>> Begin Data rows
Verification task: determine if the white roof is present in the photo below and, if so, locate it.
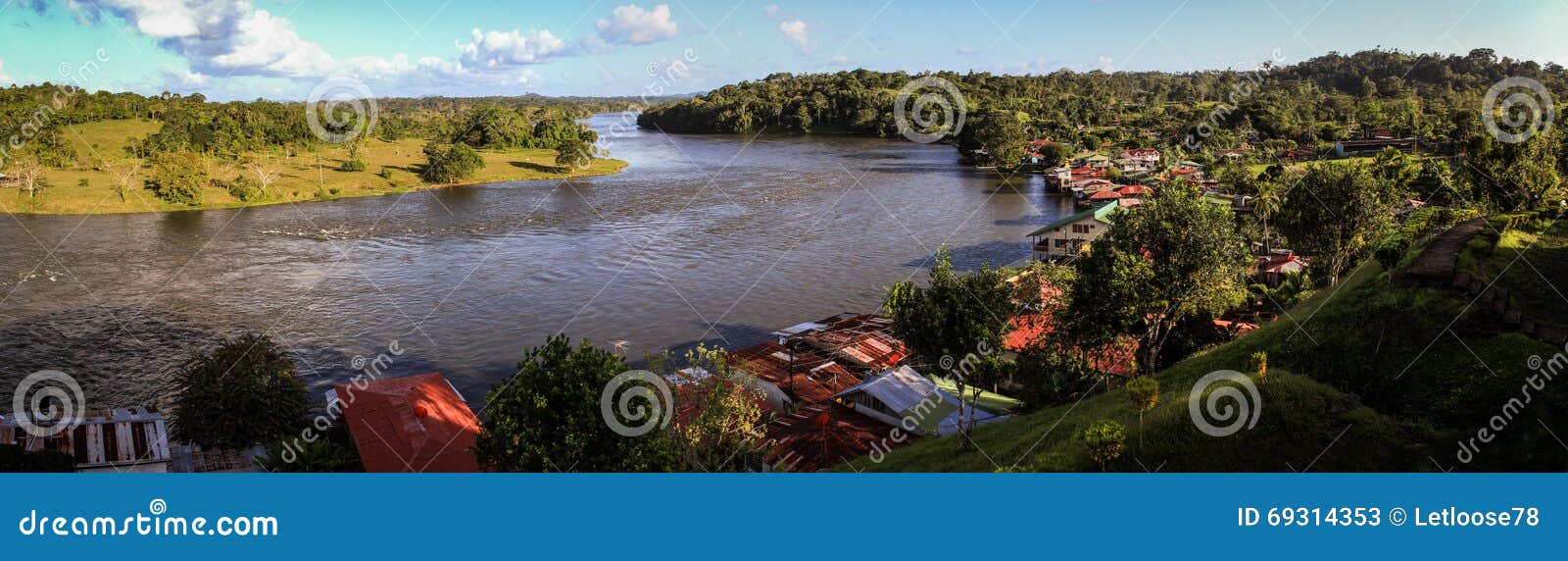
[834,367,946,412]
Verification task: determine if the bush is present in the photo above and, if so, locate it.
[470,335,672,472]
[423,142,484,183]
[212,176,262,202]
[170,333,309,448]
[1084,419,1127,472]
[146,152,209,205]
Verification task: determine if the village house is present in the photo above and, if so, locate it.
[833,367,1006,435]
[1252,249,1309,286]
[1046,168,1072,186]
[1029,200,1124,260]
[326,373,480,474]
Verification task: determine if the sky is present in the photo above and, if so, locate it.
[0,0,1568,100]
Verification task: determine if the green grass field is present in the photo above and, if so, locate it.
[0,119,625,215]
[841,224,1568,472]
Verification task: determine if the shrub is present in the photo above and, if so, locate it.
[0,443,76,474]
[423,142,484,183]
[170,333,309,448]
[212,176,262,202]
[146,152,209,205]
[1249,351,1268,383]
[1084,419,1127,472]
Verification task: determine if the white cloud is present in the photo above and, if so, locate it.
[96,0,335,76]
[458,28,567,69]
[1095,55,1116,74]
[596,3,676,45]
[779,19,810,53]
[159,65,212,91]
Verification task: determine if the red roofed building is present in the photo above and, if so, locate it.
[327,373,480,474]
[1002,276,1139,376]
[729,341,860,411]
[766,401,914,472]
[1088,191,1121,201]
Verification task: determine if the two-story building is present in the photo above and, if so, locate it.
[1029,202,1126,260]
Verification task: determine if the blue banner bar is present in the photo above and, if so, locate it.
[0,474,1568,559]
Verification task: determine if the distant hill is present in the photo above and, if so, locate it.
[845,213,1568,472]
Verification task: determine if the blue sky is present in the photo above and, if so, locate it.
[0,0,1568,100]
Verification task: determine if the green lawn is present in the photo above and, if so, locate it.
[0,119,625,215]
[842,239,1568,472]
[931,376,1024,415]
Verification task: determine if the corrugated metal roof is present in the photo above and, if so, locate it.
[0,407,170,469]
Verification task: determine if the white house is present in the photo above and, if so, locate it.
[1029,204,1124,259]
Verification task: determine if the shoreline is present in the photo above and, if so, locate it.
[0,158,629,216]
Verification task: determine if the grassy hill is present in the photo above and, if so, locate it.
[844,213,1568,472]
[0,119,625,215]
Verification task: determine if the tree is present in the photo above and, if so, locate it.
[669,345,768,472]
[170,333,309,448]
[1084,419,1127,472]
[555,136,593,168]
[1127,376,1160,450]
[1280,163,1401,285]
[11,160,49,207]
[146,152,210,205]
[1068,185,1250,373]
[1040,142,1072,166]
[974,110,1029,170]
[452,105,533,149]
[472,335,671,472]
[110,160,141,202]
[245,160,280,196]
[883,246,1019,448]
[1249,351,1268,383]
[421,142,484,183]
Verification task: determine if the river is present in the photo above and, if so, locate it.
[0,115,1071,411]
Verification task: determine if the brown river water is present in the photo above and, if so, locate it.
[0,115,1071,411]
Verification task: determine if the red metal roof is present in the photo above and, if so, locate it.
[766,403,914,472]
[800,314,909,372]
[334,373,480,472]
[729,341,860,403]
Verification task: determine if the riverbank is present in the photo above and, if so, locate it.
[0,119,625,215]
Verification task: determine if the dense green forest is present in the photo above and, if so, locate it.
[0,83,680,213]
[638,49,1568,155]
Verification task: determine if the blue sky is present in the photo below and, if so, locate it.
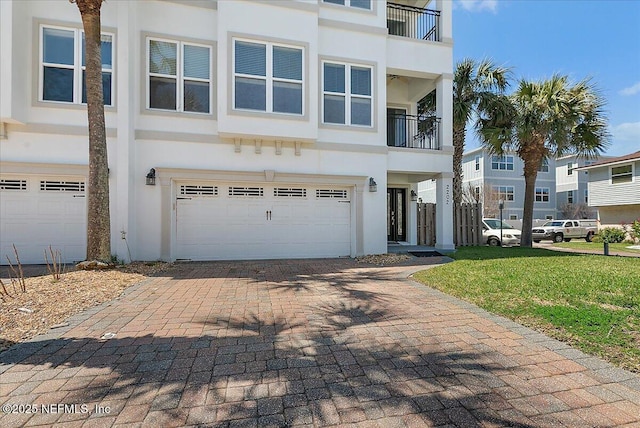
[453,0,640,156]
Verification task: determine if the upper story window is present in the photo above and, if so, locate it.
[233,40,304,115]
[493,186,515,201]
[39,26,114,106]
[491,155,513,171]
[536,187,549,202]
[147,38,212,113]
[611,164,633,184]
[322,0,371,10]
[538,158,549,172]
[322,62,373,127]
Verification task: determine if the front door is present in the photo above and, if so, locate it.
[387,188,407,241]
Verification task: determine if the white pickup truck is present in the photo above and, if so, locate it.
[531,220,598,243]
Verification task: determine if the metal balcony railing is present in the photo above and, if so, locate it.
[387,3,440,42]
[387,114,440,150]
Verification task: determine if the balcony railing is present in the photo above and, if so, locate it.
[387,114,440,150]
[387,3,440,42]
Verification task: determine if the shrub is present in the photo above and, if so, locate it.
[594,227,626,243]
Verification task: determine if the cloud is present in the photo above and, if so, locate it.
[619,82,640,95]
[611,122,640,143]
[458,0,498,12]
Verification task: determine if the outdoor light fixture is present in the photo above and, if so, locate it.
[369,177,378,192]
[146,168,156,186]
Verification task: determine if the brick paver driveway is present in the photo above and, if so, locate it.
[0,259,640,428]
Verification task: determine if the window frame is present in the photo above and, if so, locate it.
[144,34,216,116]
[491,186,516,202]
[538,158,549,172]
[36,22,116,108]
[322,0,375,11]
[535,187,551,203]
[609,162,635,185]
[230,36,308,118]
[320,59,376,130]
[491,155,515,171]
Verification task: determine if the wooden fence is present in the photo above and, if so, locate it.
[418,203,436,247]
[453,204,484,247]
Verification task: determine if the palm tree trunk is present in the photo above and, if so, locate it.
[453,126,466,205]
[76,0,111,262]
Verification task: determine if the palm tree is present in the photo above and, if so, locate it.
[420,58,511,204]
[70,0,111,262]
[477,75,609,247]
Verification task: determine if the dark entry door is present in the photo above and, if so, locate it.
[387,188,407,241]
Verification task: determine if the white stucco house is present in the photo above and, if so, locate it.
[580,151,640,227]
[0,0,453,263]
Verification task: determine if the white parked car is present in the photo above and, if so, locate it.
[482,218,522,247]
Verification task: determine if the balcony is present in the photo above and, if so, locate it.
[387,113,440,150]
[387,3,440,42]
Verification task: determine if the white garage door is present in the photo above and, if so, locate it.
[176,183,351,260]
[0,176,87,264]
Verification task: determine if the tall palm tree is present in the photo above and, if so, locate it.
[70,0,111,262]
[420,58,511,204]
[477,75,609,247]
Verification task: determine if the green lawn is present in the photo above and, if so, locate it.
[553,240,640,253]
[414,247,640,372]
>> End Data rows
(Problem to solve) Copy the entire listing above word for word, and leave the pictures out.

(Task response)
Verification task: determine if the white roof is present in the photo below and, if so, locate it.
[834,367,946,412]
Verification task: determine if the bush is present in the photo above and, if so, locate it.
[470,335,672,472]
[423,142,484,183]
[212,176,262,202]
[170,333,309,448]
[1084,419,1127,472]
[146,152,209,205]
Verification task: determine if the village house is present in the photo above and, if so, locate it.
[833,367,1006,435]
[1252,249,1309,286]
[1046,168,1072,186]
[1029,200,1124,260]
[326,373,480,474]
Verification task: determine if the sky is present in the photo above and, if so, locate it.
[0,0,1568,100]
Verification task: determine if the green grass field is present in the photo above and, if so, locate it.
[0,119,625,215]
[841,224,1568,472]
Verification task: determine if the shrub is present in the photo above and, if so, locate it.
[0,443,76,474]
[423,142,484,183]
[170,333,309,448]
[212,176,262,202]
[146,152,209,205]
[1249,351,1268,383]
[1084,419,1127,472]
Verification task: determine if the white cloud is present in the photo above and, if so, locate it.
[96,0,335,76]
[458,28,567,69]
[1095,55,1116,74]
[596,3,676,45]
[779,19,810,53]
[159,65,212,91]
Verification task: determine if the red roofed building is present in the photo above and, if so, locate it.
[327,373,480,474]
[1002,276,1139,376]
[729,341,860,411]
[766,401,914,472]
[1088,191,1121,201]
Verification task: determine if the two-story building is present in the photo above and, if so, locate it.
[1029,202,1126,260]
Verification task: determine if the blue banner bar is present in the photo above and, if so, locate it.
[0,474,1568,559]
Verification task: determine if the distant hill is present in the photo above and, if so, locate it.
[845,213,1568,472]
Verification task: determine if the blue sky is present in the photo above and, if so, locate it.
[0,0,1568,100]
Verification task: determine if the green lawn is present in the photo above and, if so, locate it.
[0,119,625,215]
[842,239,1568,472]
[931,376,1024,415]
Verification task: determine if the corrugated metal roof is present in the photo above and, if so, locate it.
[0,407,170,469]
Verification task: determine if the white house is present in the photo above and, if so, locate it.
[1029,204,1124,259]
Verification task: determine if the shoreline is present in the photo above and, if so, locate it.
[0,158,629,216]
Verification task: determine if the grassy hill is present in the photo above and, if so, locate it.
[844,213,1568,472]
[0,119,625,215]
Verification task: determine if the tree is present in the photo above and, if so, locate it.
[669,345,768,472]
[170,333,309,448]
[1084,419,1127,472]
[555,136,593,168]
[1127,376,1160,450]
[1280,163,1401,285]
[11,160,49,207]
[146,152,210,205]
[1068,185,1250,373]
[1040,142,1072,166]
[974,110,1029,170]
[452,105,533,149]
[472,335,671,472]
[110,160,141,202]
[245,160,280,196]
[883,246,1019,448]
[1249,351,1268,383]
[421,142,484,183]
Verification task: determine if the river is present in the photo above and, if so, locate it.
[0,115,1071,411]
Verification task: determine if the brown river water is present in the photo above and, if so, locate it.
[0,115,1071,411]
Verification task: determine if the red metal roof is present in the photo above and, if so, locate it.
[766,403,914,472]
[800,314,909,372]
[334,373,480,472]
[729,341,860,403]
Verification task: determine if the riverbank is present in the photo above and, if so, locate it.
[0,119,625,215]
Verification task: determine if the dense green forest is present in the photo above and, if so, locate it.
[0,83,680,213]
[638,49,1568,155]
Verification task: determine if the blue sky is present in the photo below and, if so, locate it.
[453,0,640,156]
Verification task: determine if the upper story window is present in the photo above and, if so, locate it.
[233,40,304,115]
[493,186,515,201]
[39,26,114,106]
[491,155,513,171]
[536,187,549,202]
[147,38,212,113]
[611,164,633,184]
[322,0,371,10]
[538,158,549,172]
[322,62,373,127]
Verification task: determine if the front door is present in the photo above and, if so, locate it.
[387,188,407,241]
Verification task: determine if the white pickup truck is present in the photo above and, if so, locate it.
[531,220,598,243]
Verification task: determine if the metal balcony railing is present in the photo above and, if so, locate it.
[387,3,440,42]
[387,114,440,150]
Verification task: determine if the balcony railing is present in the photo above and, if so, locate it.
[387,114,440,150]
[387,3,440,42]
Verification task: determine if the shrub is present in the photo above and, if so, locate it.
[594,227,626,243]
Verification task: determine if the cloud is present in the photo above and, if so, locate it.
[619,82,640,95]
[611,122,640,143]
[458,0,498,12]
Verification task: determine if the outdoor light fixture is present in the photo above and, if so, locate it.
[369,177,378,192]
[146,168,156,186]
Verification task: determine if the brick paver driveway is present in the photo above and, if so, locate it.
[0,259,640,428]
Verification task: determine if the window frame is present in the photo above and, if so, locate it.
[144,34,216,116]
[491,186,516,202]
[538,158,549,172]
[36,22,116,108]
[322,0,375,11]
[535,187,551,203]
[609,162,635,185]
[230,36,308,118]
[320,59,376,130]
[491,155,515,171]
Verification task: determine if the wooden fence is present in the photo above and, if so, locate it.
[418,203,436,247]
[453,204,484,247]
Verification task: determine if the palm tree trunk is present in the photo above and, if so, locate it.
[453,126,466,205]
[76,0,111,262]
Verification task: determine if the palm tree is present in the photo above and, if so, locate it.
[420,58,511,204]
[70,0,111,262]
[477,75,609,247]
Verification task: determine if the dark entry door is present in the photo above and, if so, locate it.
[387,188,407,241]
Verification task: determine if the white stucco house is present in the photo above and, if so, locate it.
[580,151,640,227]
[0,0,453,263]
Verification task: determine if the white parked car is present in the photo above and, if so, locate it.
[482,218,522,247]
Verification task: determine if the balcony is present in the photo above and, if so, locate it.
[387,113,440,150]
[387,3,440,42]
Verification task: determine if the white garage door is present in the photo above and, if so, locate it.
[176,183,351,260]
[0,176,87,264]
Verification task: determine if the tall palm tree is present in the photo above and, if so, locate it.
[70,0,111,262]
[420,58,511,204]
[477,75,609,247]
Verification task: determine if the green lawn is present in the photo above and, if so, locate it.
[553,240,640,253]
[414,247,640,372]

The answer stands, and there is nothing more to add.